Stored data
--*--

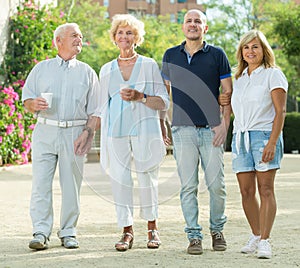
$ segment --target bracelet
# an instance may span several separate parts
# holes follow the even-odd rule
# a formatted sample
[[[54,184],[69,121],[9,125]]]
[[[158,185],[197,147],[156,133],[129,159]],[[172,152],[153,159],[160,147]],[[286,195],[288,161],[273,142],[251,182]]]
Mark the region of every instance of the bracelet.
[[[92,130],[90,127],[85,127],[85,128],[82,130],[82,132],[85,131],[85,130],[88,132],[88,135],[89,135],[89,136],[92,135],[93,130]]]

--*--

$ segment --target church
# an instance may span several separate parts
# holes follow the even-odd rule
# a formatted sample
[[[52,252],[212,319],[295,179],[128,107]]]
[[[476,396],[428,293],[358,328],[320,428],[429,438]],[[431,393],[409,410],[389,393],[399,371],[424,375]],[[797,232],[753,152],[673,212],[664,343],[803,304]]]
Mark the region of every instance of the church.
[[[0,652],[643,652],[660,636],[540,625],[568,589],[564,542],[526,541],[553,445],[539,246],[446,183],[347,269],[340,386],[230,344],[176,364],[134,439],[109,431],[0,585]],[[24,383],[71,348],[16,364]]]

--*--

* _The task_:
Take every line above that includes the string "target" and return it.

* _Output for this task_:
$ segment --target bracelet
$ segment --target church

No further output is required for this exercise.